---- GIVEN RECORDS

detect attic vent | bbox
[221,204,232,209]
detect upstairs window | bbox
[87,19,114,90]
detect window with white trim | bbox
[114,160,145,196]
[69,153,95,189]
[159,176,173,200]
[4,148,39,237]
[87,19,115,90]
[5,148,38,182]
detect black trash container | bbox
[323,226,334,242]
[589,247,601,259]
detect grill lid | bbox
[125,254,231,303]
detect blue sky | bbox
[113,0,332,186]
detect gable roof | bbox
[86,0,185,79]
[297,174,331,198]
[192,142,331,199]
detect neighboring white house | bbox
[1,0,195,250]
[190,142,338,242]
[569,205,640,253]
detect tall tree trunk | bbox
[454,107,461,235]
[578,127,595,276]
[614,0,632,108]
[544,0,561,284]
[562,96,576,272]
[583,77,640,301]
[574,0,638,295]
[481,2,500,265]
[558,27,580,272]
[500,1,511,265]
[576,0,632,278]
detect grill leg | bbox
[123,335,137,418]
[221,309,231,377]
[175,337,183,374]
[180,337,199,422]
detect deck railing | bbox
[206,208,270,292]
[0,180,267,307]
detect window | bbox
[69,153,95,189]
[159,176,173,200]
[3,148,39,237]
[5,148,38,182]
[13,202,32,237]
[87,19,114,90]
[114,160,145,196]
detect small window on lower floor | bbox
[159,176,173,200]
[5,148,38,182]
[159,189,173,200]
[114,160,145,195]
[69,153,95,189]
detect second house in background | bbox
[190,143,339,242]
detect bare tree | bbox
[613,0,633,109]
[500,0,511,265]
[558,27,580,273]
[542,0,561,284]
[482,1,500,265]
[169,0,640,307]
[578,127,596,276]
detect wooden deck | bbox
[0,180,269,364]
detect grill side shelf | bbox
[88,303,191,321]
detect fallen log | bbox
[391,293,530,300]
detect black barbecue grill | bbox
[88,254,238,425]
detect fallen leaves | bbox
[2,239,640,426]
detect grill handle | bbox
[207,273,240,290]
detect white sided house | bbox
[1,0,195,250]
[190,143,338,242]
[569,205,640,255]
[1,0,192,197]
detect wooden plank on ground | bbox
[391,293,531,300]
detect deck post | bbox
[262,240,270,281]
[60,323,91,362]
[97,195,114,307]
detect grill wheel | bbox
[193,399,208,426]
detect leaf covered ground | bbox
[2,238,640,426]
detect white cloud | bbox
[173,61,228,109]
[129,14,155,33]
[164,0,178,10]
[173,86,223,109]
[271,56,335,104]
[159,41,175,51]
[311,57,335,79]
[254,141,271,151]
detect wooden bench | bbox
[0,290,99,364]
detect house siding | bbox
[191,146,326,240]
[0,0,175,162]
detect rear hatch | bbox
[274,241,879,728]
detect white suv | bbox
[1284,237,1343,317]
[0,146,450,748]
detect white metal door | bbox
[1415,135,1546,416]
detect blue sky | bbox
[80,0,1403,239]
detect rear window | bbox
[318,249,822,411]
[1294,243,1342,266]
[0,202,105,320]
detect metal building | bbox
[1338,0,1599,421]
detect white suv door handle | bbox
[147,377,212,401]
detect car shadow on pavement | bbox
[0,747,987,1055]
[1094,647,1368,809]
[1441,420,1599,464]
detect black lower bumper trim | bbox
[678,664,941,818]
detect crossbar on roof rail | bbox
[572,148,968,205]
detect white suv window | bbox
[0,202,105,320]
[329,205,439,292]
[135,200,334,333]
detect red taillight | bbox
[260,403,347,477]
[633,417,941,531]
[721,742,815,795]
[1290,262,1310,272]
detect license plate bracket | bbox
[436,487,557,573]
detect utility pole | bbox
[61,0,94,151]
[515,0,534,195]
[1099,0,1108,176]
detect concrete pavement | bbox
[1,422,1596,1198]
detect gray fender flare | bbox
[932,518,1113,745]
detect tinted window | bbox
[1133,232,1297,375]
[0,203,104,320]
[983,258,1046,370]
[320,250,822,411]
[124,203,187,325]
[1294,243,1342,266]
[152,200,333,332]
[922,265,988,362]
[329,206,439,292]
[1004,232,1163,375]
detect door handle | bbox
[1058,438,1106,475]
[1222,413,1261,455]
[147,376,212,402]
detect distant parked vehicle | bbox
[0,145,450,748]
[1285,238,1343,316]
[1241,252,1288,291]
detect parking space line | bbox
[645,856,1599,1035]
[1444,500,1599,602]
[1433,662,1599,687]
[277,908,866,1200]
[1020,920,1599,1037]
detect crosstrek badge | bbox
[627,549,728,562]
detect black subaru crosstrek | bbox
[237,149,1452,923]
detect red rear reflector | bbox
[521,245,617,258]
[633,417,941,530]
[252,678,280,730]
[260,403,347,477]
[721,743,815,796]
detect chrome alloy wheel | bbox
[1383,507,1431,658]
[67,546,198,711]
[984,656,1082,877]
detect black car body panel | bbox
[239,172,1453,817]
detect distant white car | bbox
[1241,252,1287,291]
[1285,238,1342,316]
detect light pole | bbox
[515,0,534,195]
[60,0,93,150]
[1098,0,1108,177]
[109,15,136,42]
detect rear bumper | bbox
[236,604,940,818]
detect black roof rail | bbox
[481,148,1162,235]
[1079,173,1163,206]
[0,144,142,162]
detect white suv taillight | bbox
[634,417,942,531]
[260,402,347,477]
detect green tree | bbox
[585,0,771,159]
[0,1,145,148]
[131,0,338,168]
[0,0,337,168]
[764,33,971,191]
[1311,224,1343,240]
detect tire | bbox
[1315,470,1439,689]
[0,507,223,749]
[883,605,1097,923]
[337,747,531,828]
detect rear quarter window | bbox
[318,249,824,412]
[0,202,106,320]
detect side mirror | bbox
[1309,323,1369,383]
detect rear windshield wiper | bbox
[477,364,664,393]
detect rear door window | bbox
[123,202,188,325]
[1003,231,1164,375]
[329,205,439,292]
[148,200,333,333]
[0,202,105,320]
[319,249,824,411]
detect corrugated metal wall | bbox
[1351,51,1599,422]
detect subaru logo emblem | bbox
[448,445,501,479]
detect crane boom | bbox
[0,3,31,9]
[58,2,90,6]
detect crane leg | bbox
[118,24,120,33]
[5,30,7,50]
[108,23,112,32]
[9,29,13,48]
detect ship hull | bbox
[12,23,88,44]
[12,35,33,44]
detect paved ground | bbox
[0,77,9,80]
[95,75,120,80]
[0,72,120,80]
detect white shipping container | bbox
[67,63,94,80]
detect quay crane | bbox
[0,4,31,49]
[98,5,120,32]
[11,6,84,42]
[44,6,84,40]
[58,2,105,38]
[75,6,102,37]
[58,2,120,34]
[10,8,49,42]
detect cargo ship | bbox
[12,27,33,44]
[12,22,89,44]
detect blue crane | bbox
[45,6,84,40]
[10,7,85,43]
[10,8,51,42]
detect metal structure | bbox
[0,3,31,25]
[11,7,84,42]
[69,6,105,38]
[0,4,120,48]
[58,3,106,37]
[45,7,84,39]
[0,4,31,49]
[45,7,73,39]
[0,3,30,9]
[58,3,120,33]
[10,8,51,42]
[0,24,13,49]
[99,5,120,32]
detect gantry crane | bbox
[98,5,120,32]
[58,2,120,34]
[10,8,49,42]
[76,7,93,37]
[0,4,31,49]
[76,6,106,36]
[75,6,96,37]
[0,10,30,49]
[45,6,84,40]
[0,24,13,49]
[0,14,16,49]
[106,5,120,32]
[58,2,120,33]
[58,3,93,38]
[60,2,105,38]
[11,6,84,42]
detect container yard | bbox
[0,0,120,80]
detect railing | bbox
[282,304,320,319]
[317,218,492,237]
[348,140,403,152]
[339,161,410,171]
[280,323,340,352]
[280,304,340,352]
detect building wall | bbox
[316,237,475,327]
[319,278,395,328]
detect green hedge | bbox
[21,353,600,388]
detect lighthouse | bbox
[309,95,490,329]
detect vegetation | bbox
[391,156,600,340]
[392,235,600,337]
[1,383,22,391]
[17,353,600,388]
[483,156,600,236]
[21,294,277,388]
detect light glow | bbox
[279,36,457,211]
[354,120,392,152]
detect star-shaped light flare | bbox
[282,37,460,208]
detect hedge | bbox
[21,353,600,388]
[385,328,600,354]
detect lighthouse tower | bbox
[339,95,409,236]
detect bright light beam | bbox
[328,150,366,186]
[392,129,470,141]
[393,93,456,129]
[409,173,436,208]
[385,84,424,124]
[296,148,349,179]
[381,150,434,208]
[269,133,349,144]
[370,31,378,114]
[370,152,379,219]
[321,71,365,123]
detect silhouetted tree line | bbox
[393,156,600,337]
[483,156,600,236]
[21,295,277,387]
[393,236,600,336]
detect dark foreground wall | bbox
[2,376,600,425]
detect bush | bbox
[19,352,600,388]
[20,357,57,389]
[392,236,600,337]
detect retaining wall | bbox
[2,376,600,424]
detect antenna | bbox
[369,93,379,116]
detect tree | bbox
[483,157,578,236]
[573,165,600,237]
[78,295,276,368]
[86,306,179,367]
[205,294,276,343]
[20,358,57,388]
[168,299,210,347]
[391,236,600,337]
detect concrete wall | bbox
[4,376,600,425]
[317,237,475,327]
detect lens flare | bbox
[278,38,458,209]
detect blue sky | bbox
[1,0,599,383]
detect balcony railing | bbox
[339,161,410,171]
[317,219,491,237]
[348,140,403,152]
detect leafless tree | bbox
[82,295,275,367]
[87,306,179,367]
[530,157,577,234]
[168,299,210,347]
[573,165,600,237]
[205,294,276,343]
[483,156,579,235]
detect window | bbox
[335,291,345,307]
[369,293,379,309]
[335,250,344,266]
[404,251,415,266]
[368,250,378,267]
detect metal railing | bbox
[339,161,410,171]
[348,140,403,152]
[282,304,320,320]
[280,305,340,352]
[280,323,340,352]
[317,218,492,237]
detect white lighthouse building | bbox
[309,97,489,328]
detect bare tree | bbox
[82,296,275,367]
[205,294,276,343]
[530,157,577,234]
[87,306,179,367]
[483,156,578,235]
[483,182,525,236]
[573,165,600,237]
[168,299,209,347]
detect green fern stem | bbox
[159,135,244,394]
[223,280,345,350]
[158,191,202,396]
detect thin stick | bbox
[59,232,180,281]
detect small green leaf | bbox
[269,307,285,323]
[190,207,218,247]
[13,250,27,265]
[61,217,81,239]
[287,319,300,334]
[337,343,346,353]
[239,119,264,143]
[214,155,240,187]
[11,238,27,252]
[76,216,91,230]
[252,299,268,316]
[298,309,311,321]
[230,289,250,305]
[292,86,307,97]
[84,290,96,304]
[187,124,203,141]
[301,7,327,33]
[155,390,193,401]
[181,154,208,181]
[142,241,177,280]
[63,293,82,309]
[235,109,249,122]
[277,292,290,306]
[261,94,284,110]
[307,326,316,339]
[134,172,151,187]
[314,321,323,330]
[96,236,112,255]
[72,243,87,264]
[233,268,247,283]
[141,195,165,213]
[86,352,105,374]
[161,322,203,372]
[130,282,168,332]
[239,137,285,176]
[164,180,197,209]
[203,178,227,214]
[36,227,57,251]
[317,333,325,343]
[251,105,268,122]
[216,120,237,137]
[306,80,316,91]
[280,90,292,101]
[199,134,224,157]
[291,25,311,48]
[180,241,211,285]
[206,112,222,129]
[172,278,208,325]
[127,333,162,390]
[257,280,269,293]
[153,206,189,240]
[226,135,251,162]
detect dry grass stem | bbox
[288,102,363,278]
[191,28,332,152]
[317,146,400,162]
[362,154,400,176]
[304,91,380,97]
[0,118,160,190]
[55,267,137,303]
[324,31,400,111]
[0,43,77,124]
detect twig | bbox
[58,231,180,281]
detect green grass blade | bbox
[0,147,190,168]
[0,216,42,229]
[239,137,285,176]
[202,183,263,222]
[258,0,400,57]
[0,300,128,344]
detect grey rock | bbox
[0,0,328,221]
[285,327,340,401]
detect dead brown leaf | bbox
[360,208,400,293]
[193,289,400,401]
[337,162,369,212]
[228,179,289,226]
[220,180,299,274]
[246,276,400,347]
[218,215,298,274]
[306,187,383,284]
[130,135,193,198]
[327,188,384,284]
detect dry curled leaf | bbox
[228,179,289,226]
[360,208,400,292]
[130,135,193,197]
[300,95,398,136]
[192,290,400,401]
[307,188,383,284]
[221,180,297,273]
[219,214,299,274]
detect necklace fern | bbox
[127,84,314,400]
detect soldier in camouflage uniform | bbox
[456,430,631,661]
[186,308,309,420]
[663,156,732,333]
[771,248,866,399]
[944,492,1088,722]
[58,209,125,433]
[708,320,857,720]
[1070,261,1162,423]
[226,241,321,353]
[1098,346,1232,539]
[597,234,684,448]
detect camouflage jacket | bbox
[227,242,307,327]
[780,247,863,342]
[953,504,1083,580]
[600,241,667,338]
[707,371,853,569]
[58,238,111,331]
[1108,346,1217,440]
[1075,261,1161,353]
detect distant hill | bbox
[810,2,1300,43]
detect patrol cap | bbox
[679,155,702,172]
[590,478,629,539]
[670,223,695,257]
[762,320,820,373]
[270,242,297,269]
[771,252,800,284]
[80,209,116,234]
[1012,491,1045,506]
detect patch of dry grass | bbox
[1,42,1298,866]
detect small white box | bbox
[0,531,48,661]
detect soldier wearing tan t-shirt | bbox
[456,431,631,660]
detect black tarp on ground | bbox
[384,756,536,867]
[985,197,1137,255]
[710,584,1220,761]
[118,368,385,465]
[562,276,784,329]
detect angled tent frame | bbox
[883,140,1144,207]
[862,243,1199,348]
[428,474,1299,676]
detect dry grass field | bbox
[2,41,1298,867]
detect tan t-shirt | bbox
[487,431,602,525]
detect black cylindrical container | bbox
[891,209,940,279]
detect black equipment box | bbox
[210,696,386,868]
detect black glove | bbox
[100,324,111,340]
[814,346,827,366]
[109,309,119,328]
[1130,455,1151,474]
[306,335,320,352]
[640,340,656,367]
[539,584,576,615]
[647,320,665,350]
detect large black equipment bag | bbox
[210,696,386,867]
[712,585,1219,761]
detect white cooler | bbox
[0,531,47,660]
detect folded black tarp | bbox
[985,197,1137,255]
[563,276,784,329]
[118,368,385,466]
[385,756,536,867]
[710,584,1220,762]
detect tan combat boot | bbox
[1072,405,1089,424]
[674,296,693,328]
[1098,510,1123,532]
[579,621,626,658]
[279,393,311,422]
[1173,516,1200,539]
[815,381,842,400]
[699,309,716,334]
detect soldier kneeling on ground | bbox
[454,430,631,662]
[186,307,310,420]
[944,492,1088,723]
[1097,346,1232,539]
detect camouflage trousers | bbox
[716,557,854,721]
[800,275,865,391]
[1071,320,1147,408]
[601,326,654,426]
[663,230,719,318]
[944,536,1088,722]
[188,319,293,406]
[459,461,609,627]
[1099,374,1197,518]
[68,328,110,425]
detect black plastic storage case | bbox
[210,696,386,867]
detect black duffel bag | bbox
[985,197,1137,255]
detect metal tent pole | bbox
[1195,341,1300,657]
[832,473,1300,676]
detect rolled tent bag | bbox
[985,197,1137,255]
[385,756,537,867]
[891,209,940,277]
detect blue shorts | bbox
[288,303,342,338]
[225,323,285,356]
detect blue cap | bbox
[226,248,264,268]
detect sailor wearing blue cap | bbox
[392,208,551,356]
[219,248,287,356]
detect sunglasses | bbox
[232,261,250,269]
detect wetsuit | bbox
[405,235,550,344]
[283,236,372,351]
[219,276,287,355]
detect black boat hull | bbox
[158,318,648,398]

--------

TASK INSTRUCTIONS
The lines from the one with "detect white cooler | bbox" through the final line of the data are to be reproduced exactly, both included, with no other lines.

TASK SOLUTION
detect white cooler | bbox
[0,531,47,660]
detect folded black tarp | bbox
[985,197,1137,255]
[563,276,784,329]
[118,368,385,466]
[385,756,536,867]
[710,584,1220,762]
detect tan combat boot | bbox
[1072,405,1089,424]
[674,296,693,328]
[1098,510,1123,532]
[579,621,626,658]
[279,393,311,422]
[1173,516,1200,539]
[815,381,842,400]
[699,309,716,334]
detect soldier kneeling on ground | bbox
[454,430,631,662]
[186,307,310,420]
[944,492,1088,723]
[1097,346,1232,539]
detect camouflage trousers | bbox
[716,557,854,721]
[800,275,865,391]
[1071,320,1147,408]
[601,326,654,426]
[663,230,719,318]
[944,536,1088,722]
[188,319,293,406]
[459,461,609,627]
[1099,374,1197,518]
[68,328,110,425]
detect black plastic storage case | bbox
[210,696,386,867]
detect black duffel bag | bbox
[985,197,1137,255]
detect metal tent pole | bbox
[1195,341,1300,657]
[832,473,1300,676]
detect rolled tent bag | bbox
[985,197,1137,255]
[385,756,537,867]
[891,209,940,277]
detect blue shorts | bbox
[288,303,342,338]
[225,323,285,356]
detect blue cap | bbox
[226,248,264,268]
detect sailor wearing blue cap | bbox
[392,208,551,356]
[219,248,287,356]
detect sunglasses | bbox
[232,261,250,269]
detect wetsuit | bbox
[405,235,550,344]
[283,236,372,351]
[219,276,287,355]
detect black boat hull | bbox
[158,318,648,398]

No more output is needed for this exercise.